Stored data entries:
_ _ _

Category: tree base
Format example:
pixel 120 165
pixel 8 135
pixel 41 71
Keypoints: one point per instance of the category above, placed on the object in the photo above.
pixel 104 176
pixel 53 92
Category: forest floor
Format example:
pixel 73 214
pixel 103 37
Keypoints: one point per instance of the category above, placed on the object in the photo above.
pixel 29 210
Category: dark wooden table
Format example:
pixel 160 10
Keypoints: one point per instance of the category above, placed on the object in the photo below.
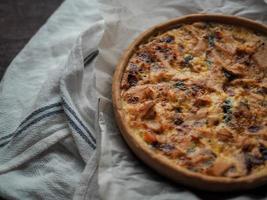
pixel 19 21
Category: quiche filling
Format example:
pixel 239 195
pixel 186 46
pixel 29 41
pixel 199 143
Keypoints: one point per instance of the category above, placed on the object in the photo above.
pixel 196 95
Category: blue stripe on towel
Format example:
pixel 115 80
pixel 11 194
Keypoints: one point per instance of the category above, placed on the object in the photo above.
pixel 34 122
pixel 21 128
pixel 39 111
pixel 34 113
pixel 78 120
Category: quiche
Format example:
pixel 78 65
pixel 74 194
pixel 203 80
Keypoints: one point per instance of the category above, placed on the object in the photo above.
pixel 190 96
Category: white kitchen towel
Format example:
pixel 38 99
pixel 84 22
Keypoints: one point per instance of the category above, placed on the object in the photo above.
pixel 57 141
pixel 46 122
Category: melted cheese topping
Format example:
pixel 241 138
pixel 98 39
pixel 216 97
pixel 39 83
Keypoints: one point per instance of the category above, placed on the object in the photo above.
pixel 197 95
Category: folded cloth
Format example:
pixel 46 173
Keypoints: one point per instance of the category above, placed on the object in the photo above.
pixel 46 122
pixel 57 140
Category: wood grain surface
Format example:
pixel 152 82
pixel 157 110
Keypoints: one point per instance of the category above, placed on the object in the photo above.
pixel 19 21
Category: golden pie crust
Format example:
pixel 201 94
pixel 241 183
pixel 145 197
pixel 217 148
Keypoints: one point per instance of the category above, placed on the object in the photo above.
pixel 189 97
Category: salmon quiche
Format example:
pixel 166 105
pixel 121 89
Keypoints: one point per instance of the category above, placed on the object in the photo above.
pixel 193 97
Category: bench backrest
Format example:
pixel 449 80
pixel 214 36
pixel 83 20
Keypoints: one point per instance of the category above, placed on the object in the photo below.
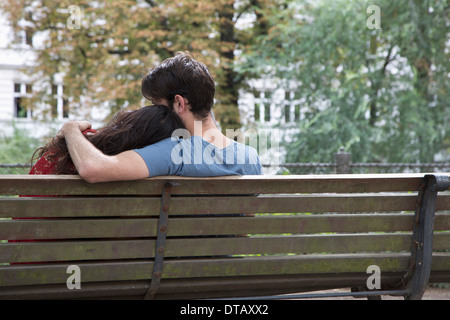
pixel 222 234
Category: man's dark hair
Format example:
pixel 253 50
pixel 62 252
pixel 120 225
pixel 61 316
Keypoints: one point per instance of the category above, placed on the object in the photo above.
pixel 185 76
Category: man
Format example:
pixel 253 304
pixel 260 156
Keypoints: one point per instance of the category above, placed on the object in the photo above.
pixel 186 86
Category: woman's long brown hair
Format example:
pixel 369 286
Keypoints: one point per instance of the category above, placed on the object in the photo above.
pixel 126 131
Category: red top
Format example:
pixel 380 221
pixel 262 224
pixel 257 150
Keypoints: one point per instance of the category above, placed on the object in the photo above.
pixel 45 166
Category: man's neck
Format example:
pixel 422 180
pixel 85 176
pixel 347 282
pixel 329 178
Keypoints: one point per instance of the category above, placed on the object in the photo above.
pixel 208 130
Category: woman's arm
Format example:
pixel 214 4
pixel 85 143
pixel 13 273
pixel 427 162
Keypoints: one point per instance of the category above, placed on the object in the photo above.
pixel 93 165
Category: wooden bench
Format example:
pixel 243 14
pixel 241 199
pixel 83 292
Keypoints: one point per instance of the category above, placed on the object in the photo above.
pixel 225 237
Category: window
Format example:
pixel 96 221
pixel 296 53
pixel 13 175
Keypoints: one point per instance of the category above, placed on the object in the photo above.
pixel 22 92
pixel 59 105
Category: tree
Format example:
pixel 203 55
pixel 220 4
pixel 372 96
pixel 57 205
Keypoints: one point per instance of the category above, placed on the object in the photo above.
pixel 380 93
pixel 103 49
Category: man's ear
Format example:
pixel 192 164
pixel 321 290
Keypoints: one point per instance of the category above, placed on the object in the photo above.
pixel 180 104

_ _ _

> **SET PROBLEM**
Arrange every one of the lines above as a JSON list of strings, one string per line, with blank lines omitted. Leave the pictures out of the answer.

> **RESPONSE TO THIS EXERCISE**
[
  "Category: tree base",
  "Format example:",
  "pixel 120 165",
  "pixel 8 135",
  "pixel 41 71",
  "Keypoints: one point per instance of the category above, placed on the object in the photo above.",
  "pixel 104 176",
  "pixel 53 92",
  "Category: forest floor",
  "Format example:",
  "pixel 73 214",
  "pixel 103 37",
  "Keypoints: one point per instance of the category above, placed on the object in the photo above.",
  "pixel 29 210",
  "Category: dark wooden table",
  "Format example:",
  "pixel 160 10",
  "Keypoints: one point per instance of the category above, placed on the object in the photo below.",
  "pixel 19 21",
  "Category: quiche filling",
  "Format example:",
  "pixel 239 195",
  "pixel 186 46",
  "pixel 29 41",
  "pixel 199 143",
  "Keypoints: one point per instance of the category above, placed on the object in the photo above.",
  "pixel 196 95",
  "Category: blue stripe on towel",
  "Format example:",
  "pixel 115 80",
  "pixel 11 194",
  "Keypoints: one point per instance of the category above, placed on the object in the photo above.",
  "pixel 34 122",
  "pixel 21 128",
  "pixel 39 111",
  "pixel 34 113",
  "pixel 78 120",
  "Category: quiche",
  "Format example:",
  "pixel 78 65",
  "pixel 74 194",
  "pixel 203 80",
  "Keypoints: one point per instance of the category above, placed on the object in the photo above.",
  "pixel 190 96",
  "Category: white kitchen towel",
  "Format example:",
  "pixel 38 99",
  "pixel 84 22",
  "Keypoints: one point per instance of the category above, placed on the object in the photo above.",
  "pixel 57 141",
  "pixel 46 122",
  "Category: melted cheese topping",
  "Format example:",
  "pixel 241 138",
  "pixel 98 39",
  "pixel 216 97",
  "pixel 39 83",
  "Keypoints: one point per instance of the category above, placed on the object in the photo above.",
  "pixel 197 95",
  "Category: folded cloth",
  "Format example:",
  "pixel 46 173",
  "Keypoints: one point per instance of the category above, placed on the object in the photo above.",
  "pixel 46 122",
  "pixel 57 140",
  "Category: wood grain surface",
  "Format example:",
  "pixel 152 82",
  "pixel 157 110",
  "Keypoints: one point per instance of the category above, placed on the object in the photo above.",
  "pixel 19 21",
  "Category: golden pie crust",
  "Format example:",
  "pixel 201 94",
  "pixel 241 183",
  "pixel 145 197",
  "pixel 217 148",
  "Keypoints: one point per instance of the category above, placed on the object in the photo above.",
  "pixel 189 97",
  "Category: salmon quiche",
  "Format example:",
  "pixel 166 105",
  "pixel 121 89",
  "Keypoints: one point per instance of the category above, placed on the object in the photo above.",
  "pixel 193 97",
  "Category: bench backrest",
  "Format example:",
  "pixel 449 80",
  "pixel 214 36",
  "pixel 83 20",
  "Keypoints: one point per instance of the category above, placed on the object in the photo below.",
  "pixel 222 234",
  "Category: man's dark hair",
  "Format example:",
  "pixel 253 50",
  "pixel 62 252",
  "pixel 120 225",
  "pixel 61 316",
  "Keypoints: one point per instance of the category above, placed on the object in the photo above.",
  "pixel 185 76",
  "Category: man",
  "Format example:",
  "pixel 253 304",
  "pixel 260 156",
  "Keypoints: one point per instance of the category above, placed on the object in the photo above.",
  "pixel 186 86",
  "Category: woman's long brown hair",
  "Format example:",
  "pixel 369 286",
  "Keypoints: one point per instance of the category above, placed on the object in the photo above.",
  "pixel 126 131",
  "Category: red top",
  "Format example:",
  "pixel 380 221",
  "pixel 262 224",
  "pixel 257 150",
  "Keypoints: one point per instance of the category above, placed on the object in the photo above.",
  "pixel 45 166",
  "Category: man's neck",
  "Format example:",
  "pixel 422 180",
  "pixel 85 176",
  "pixel 347 282",
  "pixel 329 178",
  "Keypoints: one point per instance of the category above, placed on the object in the photo above.",
  "pixel 208 130",
  "Category: woman's arm",
  "Format example:",
  "pixel 214 4",
  "pixel 85 143",
  "pixel 13 273",
  "pixel 427 162",
  "Keypoints: one point per instance of the category above, placed on the object in the photo above.",
  "pixel 93 165",
  "Category: wooden bench",
  "Format example:",
  "pixel 243 14",
  "pixel 241 199",
  "pixel 83 292",
  "Keypoints: one point per instance of the category above, placed on the object in the photo above.",
  "pixel 225 237",
  "Category: window",
  "Format example:",
  "pixel 96 221",
  "pixel 296 53",
  "pixel 13 175",
  "Keypoints: one point per instance of the category above, placed on the object in the photo above.",
  "pixel 22 92",
  "pixel 59 105",
  "Category: tree",
  "Format example:",
  "pixel 203 55",
  "pixel 220 4",
  "pixel 372 96",
  "pixel 57 205",
  "Keypoints: one point per instance of the category above, placed on the object in the photo above.",
  "pixel 380 93",
  "pixel 103 49",
  "Category: man's ear",
  "Format example:",
  "pixel 192 164",
  "pixel 321 290",
  "Keypoints: one point per instance of the category above, placed on the object in the photo above.",
  "pixel 180 104"
]